▸ WHAT THIS TASK INVOLVES
Extend the profile page of Taylor Hoyt, the Berkeley Lab postdoc, past its last line.

Taylor Hoyt
Postdoctoral Associate at Lawrence Berkeley National Lab (LBL)
My PhD research was on the extragalactic distance scale and the measurement of the universe's present day expansion rate. I used a class of stars called red giants to measure the distances to galaxies that hosted exploding supernovae, which we could then use to measure the expansion of the universe.
I have begun studying more closely our use of the supernovae to constrain the expansion rate as I continue my research at Berkeley as part of the Supernova Cosmology Project.
Recent Updates
New Postdoc Position
Began two-year postdoctoral appointment at Berkeley Lab on Sept. 1.
JWST Cycle 1 Program
Collaborator on a JWST Cycle 1 program that aims to test the use of several astrophysical distance indicators with JWST's new and unprecedentedly sensitive instrumentation.
See the Research page for summaries of my previous work on these distance indicators as observed in the infrared, which provides some of the foundation for this JWST program.
HST Cycle 29 Program
Awarded time as PI of a Hubble Space Telescope program on calibrating the Tip of the Red Giant Branch method to use in constraining the present day expansion rate of the universe.
This will provide the most accurate calibration of the TRGB method as measured with the Hubble Space Telescope. Publication in prep and soon to be submitted.
Recent Publications
Sub-per-cent determination of the brightness at the tip of the red giant branch. Hoyt, T, (2023). Nature Astronomy. (DOI: s41550-023-01913-1)

▸ RECORDED DATA

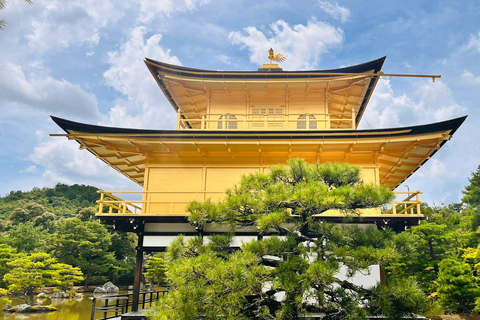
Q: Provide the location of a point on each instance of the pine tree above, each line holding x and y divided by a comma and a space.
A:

▸ RESPONSE TO THE EXERCISE
Distances to Local Group Galaxies via Population II, Stellar Distance Indicators. I and II. Tran, Hoyt, et al., and Oakes, Hoyt et al., (2022) (ApJ...935...34T, ApJ...929..116O).
The Carnegie Chicago Hubble Program X: Tip of the Red Giant Branch Distances to NGC 5643 and NGC 1404. Hoyt, T. J., Beaton, R. L., Freedman, W. L., et al. (2021), ApJ, 915, 34 (ADS, arXiv).
Stars about the mass of the Sun will reach an explosive end to their first ascent of the Red giant branch (RGB). These RGB stars provide us with an astronomical ruler with which we can measure distances to galaxies as far out as 60 million lightyears.
Observations with Space Telescopes
I reduce and analyze space telescope data, including those from the Hubble and James Webb Space Telescopes (HST and JWST, respectively). My technical work is on accurate Point Spread function photometry (PSF) of resolved point sources.
Type Ia Supernovae
I am investigating new ways to standardize Type Ia supernovae (SNe Ia) for use in measuring the expansion rate and how we can improve upon previous methods in terms of both experimental accuracy and observational efficiency.